Excerpted text
>>

# Analysis of RL circuit

1. Jul 27, 2006

### SeReNiTy

Hi guys, I'm currently deriving all the equations provided by the my physics professor on the RL, RC and LCR circuits. My trouble is not the physics but the mathematics.

For example in the RL circuit the differential equation that needs to be solved is the following:

$$L\frac{dI}{dt} +IR = V_0\cos{wt}$$

I reconize that you need a integrating factor, however the integral after that step seems ridiculous to solve, if you guys will just help me out with the right step to solve the RL circuit, I'm sure i can solve the rest with ease.

2. Jul 27, 2006

### HallsofIvy

Since that's a linear equation with constant coefficients, the integrating factor is just $e^{\frac{R}{L}t}$. Multiplying the entire equation by that,
$$L\frac{de^{\frac{R}{L}t}I}{dt}= V_0e^{\frac{R}{L}t}cos(\omega t)$$

Is it $\int e^x cos(x) dx$ that you are concerned about? That's a fairly standard "integration by parts" problem.

<<

Object outline annotations
>>

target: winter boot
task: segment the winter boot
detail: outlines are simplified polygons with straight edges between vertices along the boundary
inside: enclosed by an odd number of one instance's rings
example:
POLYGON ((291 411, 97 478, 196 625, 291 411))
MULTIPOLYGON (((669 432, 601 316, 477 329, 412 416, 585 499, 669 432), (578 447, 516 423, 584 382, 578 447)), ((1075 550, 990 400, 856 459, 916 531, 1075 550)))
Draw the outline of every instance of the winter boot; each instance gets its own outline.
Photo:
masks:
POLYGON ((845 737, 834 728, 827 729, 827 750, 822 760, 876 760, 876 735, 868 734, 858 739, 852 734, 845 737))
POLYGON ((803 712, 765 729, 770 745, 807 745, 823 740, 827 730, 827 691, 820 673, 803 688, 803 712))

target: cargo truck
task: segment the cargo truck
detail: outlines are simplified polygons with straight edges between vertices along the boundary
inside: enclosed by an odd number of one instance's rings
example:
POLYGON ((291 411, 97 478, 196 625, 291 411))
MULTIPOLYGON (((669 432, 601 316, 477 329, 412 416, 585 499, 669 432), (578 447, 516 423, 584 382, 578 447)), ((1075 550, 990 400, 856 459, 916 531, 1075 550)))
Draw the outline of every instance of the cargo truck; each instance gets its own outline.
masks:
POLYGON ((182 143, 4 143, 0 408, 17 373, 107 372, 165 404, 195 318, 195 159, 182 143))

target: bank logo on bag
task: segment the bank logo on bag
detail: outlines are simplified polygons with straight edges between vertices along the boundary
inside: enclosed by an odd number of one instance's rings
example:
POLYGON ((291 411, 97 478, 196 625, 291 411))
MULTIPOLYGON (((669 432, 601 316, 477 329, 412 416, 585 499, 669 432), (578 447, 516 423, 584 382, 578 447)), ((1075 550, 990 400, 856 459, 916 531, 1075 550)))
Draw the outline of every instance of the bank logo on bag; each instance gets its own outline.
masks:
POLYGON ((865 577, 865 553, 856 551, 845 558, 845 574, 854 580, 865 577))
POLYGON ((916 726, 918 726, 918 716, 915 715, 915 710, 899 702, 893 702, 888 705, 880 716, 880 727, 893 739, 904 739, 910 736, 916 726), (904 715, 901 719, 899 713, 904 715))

<<

Problem 1
In the RL circuit thread, what kind of problem does the reply call the integral of e^x cos(x)?
Problem 2
Please retype the RL circuit thread, everything from "Hi guys, I'm" down to "rest with ease.".

Written answer 1
A fairly standard integration by parts problem.

Written answer 2
Hi guys, I'm currently deriving all the equations provided by the my physics professor on the RL, RC and LCR circuits. My trouble is not the physics but the mathematics.

For example in the RL circuit the differential equation that needs to be solved is the following:

$$L\frac{dI}{dt} +IR = V_0\cos{wt}$$

I reconize that you need a integrating factor, however the integral after that step seems ridiculous to solve, if you guys will just help me out with the right step to solve the RL circuit, I'm sure i can solve the rest with ease.